• **DOCUMENTO DE ORIGEM**:
Uma das grandes facilidades dos dias modernos se chama “cartão de crédito”. Curiosamente, é ele quem cria as maiores dificuldades financeiras das famílias de hoje em dia. Entretanto, utilizado com sabedoria e parcimônia, é uma ferramenta muito útil na administração dos gastos. Eu possuía dois cartões de crédito, cada um deles de um banco diferente. Com o tempo, um deles foi comprado por certo banco de destaque e, sem querer, virei cliente dele. Passaram-se mais alguns meses e meu outro cartão também foi comprado pelo mesmo banco. Hoje, meus dois cartões me fazem cliente de um banco que eu nunca procurei. É desse modo que os monopólios crescem e formam conglomerados comerciais e financeiros que chegam a ser mais poderosos que muitos países pequenos.

• **LISTAGEM**:
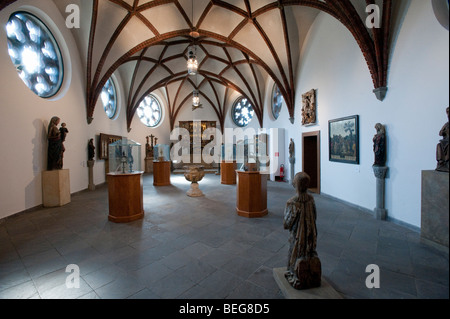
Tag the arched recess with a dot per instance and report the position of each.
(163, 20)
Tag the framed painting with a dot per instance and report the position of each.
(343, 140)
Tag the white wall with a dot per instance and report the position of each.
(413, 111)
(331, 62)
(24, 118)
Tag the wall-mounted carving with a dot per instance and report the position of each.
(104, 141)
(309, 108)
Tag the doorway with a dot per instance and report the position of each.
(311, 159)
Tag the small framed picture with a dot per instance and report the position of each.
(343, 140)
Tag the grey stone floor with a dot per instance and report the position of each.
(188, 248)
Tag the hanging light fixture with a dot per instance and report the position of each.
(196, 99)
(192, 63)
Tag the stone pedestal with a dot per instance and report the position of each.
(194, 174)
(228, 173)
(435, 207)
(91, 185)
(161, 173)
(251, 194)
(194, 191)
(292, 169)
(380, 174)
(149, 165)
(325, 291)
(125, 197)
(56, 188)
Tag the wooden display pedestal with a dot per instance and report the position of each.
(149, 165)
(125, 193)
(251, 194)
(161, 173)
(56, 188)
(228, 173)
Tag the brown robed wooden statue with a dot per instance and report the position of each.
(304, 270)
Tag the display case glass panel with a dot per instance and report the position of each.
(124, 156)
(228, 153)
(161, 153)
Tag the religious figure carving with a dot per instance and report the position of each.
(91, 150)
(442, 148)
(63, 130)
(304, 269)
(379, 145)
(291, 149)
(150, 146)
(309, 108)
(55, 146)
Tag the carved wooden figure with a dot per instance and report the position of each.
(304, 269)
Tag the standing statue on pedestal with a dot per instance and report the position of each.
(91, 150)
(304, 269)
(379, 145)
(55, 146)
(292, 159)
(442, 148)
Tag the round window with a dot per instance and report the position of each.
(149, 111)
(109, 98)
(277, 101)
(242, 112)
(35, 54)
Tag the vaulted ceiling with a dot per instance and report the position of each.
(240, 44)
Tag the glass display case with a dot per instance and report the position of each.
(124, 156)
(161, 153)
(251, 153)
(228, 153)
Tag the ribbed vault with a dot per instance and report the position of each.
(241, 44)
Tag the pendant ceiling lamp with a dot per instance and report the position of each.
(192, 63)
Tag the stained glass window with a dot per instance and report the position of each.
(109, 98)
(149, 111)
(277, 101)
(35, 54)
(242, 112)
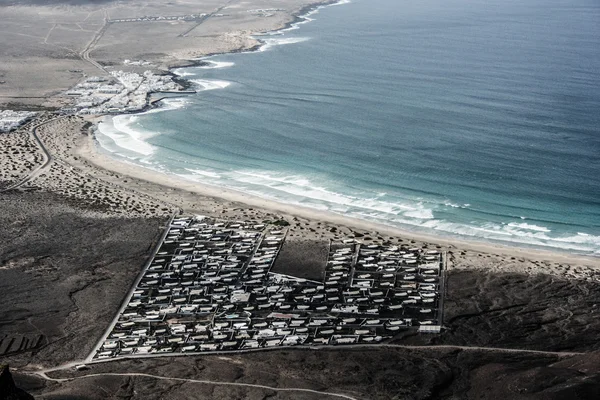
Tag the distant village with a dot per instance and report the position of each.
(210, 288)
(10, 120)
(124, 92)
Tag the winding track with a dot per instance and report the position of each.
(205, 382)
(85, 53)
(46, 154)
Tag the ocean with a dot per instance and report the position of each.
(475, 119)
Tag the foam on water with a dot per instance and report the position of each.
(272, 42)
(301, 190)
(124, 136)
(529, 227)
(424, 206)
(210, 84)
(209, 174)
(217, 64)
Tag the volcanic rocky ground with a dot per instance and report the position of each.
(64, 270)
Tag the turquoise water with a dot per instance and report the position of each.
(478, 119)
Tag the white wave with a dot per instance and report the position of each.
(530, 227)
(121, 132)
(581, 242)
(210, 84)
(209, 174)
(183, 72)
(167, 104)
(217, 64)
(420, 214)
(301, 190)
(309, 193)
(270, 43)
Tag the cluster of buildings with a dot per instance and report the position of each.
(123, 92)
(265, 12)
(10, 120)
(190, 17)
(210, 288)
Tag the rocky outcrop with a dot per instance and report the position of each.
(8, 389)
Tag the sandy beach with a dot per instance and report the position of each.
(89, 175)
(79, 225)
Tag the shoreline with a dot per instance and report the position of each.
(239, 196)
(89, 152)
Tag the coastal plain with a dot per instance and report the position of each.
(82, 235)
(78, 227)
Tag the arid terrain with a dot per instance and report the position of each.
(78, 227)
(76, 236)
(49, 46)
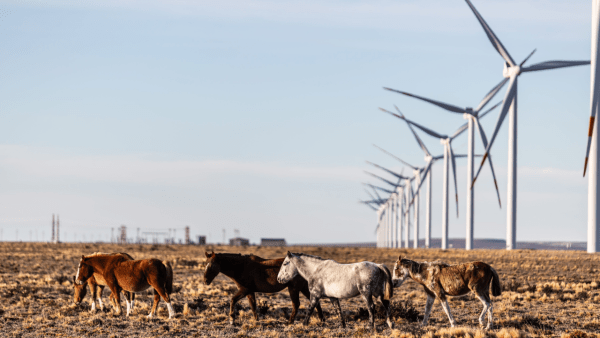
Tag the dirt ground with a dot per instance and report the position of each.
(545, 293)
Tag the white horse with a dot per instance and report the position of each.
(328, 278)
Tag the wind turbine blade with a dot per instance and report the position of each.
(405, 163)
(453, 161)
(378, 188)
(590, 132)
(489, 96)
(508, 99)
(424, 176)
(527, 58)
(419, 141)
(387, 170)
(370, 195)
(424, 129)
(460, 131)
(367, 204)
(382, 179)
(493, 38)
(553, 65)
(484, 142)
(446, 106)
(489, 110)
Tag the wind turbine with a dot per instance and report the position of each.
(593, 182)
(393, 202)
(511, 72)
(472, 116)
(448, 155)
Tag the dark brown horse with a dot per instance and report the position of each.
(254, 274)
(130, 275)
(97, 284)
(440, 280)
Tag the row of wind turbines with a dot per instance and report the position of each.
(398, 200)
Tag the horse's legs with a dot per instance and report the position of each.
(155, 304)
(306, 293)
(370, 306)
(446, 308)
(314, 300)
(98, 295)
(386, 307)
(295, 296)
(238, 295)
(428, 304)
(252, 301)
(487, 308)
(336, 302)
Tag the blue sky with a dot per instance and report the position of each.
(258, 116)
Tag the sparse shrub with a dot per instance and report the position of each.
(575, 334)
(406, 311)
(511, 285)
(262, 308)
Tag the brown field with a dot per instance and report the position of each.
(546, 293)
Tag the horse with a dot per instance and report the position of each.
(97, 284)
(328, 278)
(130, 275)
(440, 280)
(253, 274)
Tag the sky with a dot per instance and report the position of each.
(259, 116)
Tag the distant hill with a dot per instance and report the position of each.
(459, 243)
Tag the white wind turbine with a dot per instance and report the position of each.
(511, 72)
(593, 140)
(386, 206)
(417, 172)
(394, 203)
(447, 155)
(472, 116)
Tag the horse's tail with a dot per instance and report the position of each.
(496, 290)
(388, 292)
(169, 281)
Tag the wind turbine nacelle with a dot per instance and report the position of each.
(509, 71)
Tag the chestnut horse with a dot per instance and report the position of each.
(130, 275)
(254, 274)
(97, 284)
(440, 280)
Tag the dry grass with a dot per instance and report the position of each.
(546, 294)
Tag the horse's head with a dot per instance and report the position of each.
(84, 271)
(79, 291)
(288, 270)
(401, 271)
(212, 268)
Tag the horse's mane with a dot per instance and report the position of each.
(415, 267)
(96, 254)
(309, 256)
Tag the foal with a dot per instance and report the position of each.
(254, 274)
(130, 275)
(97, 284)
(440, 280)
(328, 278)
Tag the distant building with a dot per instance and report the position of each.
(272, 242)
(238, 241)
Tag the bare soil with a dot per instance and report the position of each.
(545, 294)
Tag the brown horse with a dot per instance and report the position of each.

• **INSTRUÇÃO A**:
Responda às perguntas com base no texto sobre cartões de crédito.
(i) Segundo o texto, o que o cartão de crédito cria para as famílias de hoje em dia?
(ii) Quantos cartões de crédito quem escreve possuía?
(iii) Os conglomerados comerciais e financeiros chegam a ser mais poderosos do que o quê?
• **INSTRUÇÃO B**: Transcreva fielmente o trecho do texto sobre cartões de crédito que vai de "Uma das grandes" até "muitos países pequenos.", incluindo ambos.
Os dados apresentados vêm de outra fonte.

• **RESPOSTA FINAL A**:
(i) Ele cria as maiores dificuldades financeiras das famílias.
(ii) Possuía dois cartões de crédito, cada um de um banco diferente.
(iii) Chegam a ser mais poderosos do que muitos países pequenos.

• **RESPOSTA FINAL B**:
Uma das grandes facilidades dos dias modernos se chama “cartão de crédito”. Curiosamente, é ele quem cria as maiores dificuldades financeiras das famílias de hoje em dia. Entretanto, utilizado com sabedoria e parcimônia, é uma ferramenta muito útil na administração dos gastos. Eu possuía dois cartões de crédito, cada um deles de um banco diferente. Com o tempo, um deles foi comprado por certo banco de destaque e, sem querer, virei cliente dele. Passaram-se mais alguns meses e meu outro cartão também foi comprado pelo mesmo banco. Hoje, meus dois cartões me fazem cliente de um banco que eu nunca procurei. É desse modo que os monopólios crescem e formam conglomerados comerciais e financeiros que chegam a ser mais poderosos que muitos países pequenos.